Assignment —
Format the stretch of material from its start through the line containing "negative clicks: (185, 11) (62, 177)" as a Markdown table with the columns "No." and "Line", numbering each row and omitting blank lines.
(Data provided)
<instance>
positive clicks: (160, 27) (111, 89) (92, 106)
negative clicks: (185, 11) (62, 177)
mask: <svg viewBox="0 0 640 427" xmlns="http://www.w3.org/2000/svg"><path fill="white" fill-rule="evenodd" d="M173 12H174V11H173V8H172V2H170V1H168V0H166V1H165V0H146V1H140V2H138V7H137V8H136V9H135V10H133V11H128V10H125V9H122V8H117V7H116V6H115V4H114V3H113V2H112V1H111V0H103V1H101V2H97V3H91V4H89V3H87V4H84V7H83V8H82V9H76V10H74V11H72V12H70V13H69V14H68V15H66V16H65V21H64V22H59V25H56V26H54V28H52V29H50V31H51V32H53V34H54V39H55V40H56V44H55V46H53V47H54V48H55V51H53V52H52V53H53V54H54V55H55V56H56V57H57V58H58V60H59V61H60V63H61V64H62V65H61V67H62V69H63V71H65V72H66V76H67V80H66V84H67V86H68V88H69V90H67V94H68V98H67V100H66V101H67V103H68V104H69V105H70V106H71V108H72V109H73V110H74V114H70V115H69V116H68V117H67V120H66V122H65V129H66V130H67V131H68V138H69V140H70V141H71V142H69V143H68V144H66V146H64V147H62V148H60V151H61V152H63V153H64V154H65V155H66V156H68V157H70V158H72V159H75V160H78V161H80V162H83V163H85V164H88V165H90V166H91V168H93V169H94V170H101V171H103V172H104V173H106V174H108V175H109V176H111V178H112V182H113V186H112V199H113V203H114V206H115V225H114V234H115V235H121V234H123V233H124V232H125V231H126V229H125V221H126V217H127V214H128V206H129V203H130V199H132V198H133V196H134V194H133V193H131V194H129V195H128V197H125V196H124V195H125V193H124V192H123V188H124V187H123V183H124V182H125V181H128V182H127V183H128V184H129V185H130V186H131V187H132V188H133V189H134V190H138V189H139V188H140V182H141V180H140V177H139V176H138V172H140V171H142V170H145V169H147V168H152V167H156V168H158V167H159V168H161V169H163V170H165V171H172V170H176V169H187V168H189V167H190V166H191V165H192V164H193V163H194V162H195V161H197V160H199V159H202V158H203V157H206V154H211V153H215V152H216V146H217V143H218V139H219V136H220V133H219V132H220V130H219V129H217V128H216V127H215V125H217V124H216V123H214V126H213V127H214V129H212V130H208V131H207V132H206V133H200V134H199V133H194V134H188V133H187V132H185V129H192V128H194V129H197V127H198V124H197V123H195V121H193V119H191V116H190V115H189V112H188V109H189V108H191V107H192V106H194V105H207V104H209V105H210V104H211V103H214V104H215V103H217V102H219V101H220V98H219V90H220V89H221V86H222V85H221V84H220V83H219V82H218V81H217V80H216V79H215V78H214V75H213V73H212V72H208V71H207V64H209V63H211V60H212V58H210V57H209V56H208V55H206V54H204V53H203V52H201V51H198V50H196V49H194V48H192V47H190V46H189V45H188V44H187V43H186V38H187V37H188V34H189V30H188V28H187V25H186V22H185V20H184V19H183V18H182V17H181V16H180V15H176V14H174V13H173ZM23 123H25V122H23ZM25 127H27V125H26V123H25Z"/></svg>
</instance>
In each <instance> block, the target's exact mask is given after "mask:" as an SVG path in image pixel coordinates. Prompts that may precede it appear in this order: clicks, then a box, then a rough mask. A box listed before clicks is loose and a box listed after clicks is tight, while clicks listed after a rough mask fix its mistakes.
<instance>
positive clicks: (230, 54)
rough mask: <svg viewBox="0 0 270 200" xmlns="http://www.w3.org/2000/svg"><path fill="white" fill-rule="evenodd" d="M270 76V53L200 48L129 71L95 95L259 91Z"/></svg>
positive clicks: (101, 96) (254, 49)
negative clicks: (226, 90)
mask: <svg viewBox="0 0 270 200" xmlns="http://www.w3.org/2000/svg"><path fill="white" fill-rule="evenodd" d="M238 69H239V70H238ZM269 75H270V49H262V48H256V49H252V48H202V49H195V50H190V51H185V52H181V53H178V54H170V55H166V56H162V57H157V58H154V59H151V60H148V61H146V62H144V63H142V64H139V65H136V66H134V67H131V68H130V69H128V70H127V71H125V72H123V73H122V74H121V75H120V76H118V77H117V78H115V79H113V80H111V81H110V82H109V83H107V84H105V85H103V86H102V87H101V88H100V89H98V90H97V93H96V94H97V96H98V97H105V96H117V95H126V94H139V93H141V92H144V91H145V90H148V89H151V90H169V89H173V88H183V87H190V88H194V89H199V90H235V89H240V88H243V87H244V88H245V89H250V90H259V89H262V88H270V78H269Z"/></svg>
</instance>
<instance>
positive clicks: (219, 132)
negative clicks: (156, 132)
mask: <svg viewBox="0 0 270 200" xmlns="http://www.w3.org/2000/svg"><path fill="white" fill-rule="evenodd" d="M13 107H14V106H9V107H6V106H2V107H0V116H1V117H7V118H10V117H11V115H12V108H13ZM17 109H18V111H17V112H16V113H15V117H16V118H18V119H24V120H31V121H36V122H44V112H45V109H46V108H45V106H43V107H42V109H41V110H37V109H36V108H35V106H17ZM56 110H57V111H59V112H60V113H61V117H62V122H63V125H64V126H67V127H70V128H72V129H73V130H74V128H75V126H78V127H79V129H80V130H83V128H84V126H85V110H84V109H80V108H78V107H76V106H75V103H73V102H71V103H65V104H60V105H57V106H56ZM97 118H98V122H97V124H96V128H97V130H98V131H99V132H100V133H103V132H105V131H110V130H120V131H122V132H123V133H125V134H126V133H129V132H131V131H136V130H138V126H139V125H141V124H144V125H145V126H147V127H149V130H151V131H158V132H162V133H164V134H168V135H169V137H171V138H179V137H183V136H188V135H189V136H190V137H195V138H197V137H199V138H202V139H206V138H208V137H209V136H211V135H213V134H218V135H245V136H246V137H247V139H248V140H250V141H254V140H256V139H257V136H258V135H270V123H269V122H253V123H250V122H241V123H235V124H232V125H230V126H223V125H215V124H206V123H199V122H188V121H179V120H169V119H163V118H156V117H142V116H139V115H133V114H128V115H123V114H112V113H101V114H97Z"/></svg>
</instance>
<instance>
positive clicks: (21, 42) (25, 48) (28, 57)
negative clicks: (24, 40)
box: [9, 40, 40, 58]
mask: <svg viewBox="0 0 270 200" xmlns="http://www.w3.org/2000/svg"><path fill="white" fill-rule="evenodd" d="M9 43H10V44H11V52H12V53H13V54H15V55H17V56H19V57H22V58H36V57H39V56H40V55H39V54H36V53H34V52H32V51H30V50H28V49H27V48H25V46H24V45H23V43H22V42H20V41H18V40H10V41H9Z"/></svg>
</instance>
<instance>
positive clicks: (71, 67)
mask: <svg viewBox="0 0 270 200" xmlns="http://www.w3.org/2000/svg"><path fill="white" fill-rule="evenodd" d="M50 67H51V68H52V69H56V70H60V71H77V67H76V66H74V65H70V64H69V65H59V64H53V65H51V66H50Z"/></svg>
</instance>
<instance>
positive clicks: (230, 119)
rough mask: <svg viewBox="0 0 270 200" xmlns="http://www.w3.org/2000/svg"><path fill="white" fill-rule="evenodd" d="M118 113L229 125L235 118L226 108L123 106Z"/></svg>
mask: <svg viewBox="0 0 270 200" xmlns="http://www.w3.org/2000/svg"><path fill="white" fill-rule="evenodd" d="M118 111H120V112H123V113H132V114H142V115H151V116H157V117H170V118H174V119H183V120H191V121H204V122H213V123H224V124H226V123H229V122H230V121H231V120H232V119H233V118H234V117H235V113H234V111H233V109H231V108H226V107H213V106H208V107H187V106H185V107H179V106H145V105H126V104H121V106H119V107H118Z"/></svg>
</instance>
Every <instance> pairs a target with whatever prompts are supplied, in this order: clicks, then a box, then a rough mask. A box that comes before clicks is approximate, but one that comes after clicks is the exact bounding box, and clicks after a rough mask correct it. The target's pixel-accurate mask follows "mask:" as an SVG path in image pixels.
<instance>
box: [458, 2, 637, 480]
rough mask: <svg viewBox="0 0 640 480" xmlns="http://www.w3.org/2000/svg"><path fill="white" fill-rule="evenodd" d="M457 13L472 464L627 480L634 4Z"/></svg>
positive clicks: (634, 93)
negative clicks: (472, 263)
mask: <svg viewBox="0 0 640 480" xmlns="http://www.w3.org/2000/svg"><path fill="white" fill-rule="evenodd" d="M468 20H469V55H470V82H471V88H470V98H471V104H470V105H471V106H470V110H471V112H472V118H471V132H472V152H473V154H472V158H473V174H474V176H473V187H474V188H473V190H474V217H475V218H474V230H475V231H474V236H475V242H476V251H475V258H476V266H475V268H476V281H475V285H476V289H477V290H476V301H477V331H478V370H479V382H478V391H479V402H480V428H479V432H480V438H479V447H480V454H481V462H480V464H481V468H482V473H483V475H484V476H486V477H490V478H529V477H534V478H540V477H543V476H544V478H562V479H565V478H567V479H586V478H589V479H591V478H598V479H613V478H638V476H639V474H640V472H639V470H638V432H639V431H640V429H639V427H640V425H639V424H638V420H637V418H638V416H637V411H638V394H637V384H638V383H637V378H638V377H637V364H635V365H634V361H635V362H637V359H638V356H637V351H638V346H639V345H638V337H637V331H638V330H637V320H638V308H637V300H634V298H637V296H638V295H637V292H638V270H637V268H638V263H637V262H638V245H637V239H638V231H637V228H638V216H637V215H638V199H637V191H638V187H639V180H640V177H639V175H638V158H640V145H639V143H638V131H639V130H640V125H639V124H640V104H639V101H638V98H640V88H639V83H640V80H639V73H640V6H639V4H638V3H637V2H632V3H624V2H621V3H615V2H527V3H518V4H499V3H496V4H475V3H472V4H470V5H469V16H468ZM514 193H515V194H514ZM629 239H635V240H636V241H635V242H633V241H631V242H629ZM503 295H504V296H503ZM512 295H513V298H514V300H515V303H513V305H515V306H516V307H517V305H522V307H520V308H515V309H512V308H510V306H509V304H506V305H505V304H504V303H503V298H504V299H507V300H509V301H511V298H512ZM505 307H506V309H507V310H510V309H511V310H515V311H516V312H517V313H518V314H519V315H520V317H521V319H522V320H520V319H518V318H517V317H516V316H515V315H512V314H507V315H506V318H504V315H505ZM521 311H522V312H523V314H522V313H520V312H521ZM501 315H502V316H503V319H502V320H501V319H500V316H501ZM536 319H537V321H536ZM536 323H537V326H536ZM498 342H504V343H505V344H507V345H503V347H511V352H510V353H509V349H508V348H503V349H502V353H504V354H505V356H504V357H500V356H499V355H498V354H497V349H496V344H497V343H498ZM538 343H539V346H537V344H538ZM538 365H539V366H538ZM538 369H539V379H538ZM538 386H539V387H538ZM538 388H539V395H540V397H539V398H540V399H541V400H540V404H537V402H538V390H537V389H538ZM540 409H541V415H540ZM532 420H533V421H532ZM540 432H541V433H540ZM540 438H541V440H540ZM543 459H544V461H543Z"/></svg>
(End Data provided)
Your solution —
| No. | Line |
|---|---|
| 1 | <instance> |
| 2 | positive clicks: (160, 27) (111, 89) (92, 106) |
| 3 | negative clicks: (185, 11) (62, 177) |